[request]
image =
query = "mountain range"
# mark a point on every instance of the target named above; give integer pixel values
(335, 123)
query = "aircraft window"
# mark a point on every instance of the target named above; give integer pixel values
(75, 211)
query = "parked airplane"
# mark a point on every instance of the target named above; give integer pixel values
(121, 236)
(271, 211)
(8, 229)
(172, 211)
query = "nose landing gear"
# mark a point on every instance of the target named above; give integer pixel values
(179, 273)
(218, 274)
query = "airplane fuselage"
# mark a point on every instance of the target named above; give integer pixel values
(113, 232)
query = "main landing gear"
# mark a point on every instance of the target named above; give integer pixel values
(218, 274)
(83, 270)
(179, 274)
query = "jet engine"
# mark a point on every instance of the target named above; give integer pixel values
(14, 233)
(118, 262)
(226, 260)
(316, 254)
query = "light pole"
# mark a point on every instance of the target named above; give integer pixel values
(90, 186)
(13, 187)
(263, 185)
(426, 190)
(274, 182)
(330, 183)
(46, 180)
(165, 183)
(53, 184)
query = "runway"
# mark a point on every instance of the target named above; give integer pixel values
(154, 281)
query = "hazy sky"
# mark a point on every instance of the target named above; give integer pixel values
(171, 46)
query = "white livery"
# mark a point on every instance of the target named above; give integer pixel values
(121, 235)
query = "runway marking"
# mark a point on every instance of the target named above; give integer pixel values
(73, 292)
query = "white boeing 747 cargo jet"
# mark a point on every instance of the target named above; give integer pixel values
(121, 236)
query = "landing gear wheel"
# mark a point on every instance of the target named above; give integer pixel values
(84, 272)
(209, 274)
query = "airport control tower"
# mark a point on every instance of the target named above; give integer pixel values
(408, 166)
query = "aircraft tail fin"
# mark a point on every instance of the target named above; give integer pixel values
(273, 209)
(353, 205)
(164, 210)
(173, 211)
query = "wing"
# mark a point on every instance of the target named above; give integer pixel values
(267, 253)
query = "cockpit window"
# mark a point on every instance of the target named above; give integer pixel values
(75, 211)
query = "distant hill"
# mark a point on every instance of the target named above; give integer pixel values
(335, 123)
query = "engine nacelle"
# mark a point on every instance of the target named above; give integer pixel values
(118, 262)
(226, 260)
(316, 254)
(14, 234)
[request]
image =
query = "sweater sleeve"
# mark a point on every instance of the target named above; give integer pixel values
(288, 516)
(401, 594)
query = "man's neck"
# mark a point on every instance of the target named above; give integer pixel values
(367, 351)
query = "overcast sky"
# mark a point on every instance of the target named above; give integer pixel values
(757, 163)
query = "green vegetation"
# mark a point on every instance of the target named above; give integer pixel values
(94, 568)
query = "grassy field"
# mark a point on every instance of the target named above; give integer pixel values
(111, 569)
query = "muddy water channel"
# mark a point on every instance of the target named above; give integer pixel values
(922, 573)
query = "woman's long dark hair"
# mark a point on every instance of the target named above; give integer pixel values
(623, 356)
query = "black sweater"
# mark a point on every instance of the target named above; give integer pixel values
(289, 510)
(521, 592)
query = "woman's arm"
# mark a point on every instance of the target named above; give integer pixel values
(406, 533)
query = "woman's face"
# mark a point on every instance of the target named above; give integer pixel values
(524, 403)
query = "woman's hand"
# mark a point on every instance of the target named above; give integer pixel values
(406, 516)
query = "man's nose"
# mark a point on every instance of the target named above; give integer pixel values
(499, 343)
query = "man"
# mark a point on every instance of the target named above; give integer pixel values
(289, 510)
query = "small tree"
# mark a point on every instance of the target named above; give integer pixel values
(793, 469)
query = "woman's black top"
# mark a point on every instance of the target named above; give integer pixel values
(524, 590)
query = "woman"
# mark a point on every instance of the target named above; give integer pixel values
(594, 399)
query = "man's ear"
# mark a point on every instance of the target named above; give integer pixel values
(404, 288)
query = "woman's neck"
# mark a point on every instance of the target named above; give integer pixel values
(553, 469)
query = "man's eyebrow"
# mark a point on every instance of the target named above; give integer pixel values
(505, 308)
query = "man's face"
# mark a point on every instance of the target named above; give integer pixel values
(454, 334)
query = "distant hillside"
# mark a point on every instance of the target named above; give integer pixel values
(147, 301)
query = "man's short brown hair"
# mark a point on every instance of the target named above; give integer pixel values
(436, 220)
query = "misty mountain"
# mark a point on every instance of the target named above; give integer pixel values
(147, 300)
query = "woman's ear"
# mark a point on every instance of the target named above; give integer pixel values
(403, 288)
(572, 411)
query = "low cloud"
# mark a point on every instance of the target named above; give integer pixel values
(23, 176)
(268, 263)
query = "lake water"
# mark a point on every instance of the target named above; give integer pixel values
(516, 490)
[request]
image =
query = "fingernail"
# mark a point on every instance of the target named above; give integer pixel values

* * *

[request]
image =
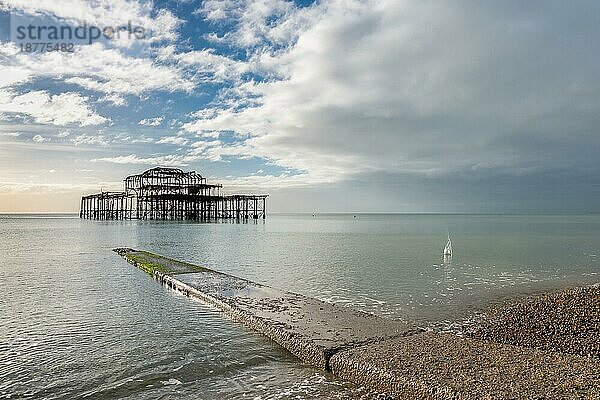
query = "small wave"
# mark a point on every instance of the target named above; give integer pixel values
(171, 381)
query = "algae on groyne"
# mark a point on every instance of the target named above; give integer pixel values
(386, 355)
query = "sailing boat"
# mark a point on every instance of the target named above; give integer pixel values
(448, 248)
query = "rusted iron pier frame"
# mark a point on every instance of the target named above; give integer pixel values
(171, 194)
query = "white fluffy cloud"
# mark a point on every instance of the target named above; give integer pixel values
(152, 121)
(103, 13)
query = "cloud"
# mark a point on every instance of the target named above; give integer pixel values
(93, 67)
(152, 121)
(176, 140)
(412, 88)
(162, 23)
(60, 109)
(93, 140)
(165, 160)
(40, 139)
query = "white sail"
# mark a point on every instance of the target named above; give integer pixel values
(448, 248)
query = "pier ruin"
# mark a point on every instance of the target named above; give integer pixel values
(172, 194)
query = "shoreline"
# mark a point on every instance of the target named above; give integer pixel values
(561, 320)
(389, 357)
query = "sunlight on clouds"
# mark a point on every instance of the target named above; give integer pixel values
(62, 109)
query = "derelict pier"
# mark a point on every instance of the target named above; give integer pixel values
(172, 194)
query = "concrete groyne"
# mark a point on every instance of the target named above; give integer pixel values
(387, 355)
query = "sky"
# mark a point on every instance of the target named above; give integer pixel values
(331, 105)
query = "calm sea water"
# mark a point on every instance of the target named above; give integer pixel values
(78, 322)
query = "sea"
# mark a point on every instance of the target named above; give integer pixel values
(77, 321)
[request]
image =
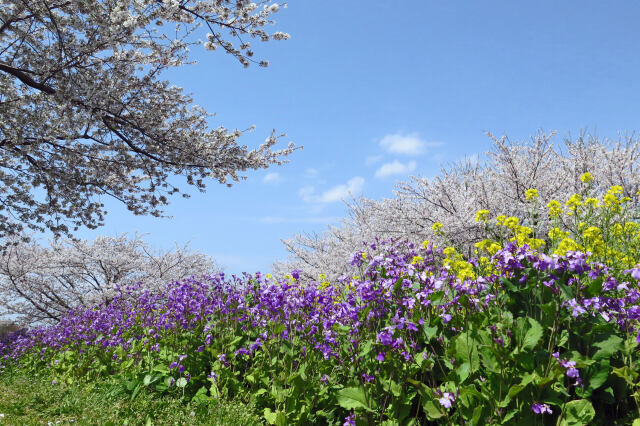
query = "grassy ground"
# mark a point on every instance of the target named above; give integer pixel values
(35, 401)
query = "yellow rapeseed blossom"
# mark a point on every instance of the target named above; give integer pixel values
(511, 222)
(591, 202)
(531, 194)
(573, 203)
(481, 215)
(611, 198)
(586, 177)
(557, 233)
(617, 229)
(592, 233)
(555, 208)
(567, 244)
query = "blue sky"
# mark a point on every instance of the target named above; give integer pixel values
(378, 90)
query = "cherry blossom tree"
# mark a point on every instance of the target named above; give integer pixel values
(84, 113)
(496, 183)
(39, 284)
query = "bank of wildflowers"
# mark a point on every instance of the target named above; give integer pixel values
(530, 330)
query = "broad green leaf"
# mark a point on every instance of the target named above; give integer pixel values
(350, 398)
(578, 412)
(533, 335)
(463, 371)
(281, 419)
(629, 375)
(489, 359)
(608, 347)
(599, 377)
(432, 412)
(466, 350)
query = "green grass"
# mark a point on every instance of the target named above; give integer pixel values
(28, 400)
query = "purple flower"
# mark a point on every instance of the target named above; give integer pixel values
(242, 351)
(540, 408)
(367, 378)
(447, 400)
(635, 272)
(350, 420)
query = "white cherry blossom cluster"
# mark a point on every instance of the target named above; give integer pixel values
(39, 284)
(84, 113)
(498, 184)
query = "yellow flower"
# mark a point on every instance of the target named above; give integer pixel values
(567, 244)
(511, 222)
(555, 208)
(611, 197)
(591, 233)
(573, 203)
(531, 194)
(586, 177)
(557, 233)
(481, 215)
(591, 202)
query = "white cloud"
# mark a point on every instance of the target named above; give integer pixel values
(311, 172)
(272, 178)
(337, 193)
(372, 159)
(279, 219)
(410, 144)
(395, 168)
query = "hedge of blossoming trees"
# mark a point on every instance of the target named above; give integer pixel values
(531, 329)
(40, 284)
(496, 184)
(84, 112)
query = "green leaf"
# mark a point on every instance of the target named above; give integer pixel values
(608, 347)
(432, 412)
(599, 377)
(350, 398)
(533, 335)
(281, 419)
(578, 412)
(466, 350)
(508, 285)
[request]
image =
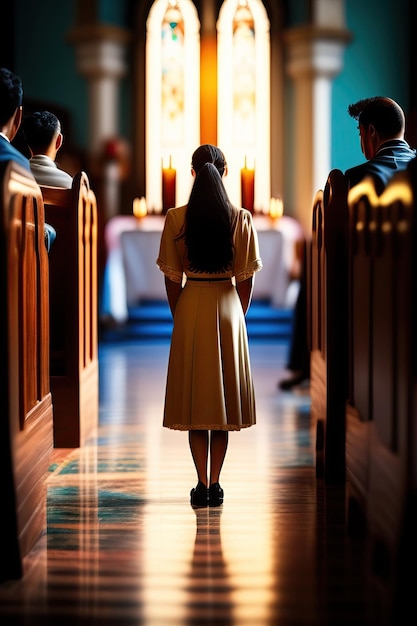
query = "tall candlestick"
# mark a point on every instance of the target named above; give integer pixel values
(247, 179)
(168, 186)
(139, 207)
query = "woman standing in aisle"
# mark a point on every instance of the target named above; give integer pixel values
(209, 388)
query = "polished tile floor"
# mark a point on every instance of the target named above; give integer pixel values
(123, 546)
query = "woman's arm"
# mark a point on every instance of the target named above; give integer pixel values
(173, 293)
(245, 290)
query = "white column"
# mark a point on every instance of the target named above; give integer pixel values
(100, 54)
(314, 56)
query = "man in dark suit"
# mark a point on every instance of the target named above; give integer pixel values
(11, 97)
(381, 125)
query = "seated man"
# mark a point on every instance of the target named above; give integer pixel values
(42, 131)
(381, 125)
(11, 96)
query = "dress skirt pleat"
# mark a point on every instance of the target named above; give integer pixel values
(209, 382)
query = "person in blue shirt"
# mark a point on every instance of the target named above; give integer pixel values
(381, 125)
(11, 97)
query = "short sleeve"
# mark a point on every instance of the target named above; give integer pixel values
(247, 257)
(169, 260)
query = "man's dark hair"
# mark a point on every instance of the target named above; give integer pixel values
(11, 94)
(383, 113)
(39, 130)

= Given exercise =
Extract each line from the entries above that contains the string "cherry", matching case exactly.

= Reply to the task =
query = "cherry blossom tree"
query = "white cherry blossom cluster"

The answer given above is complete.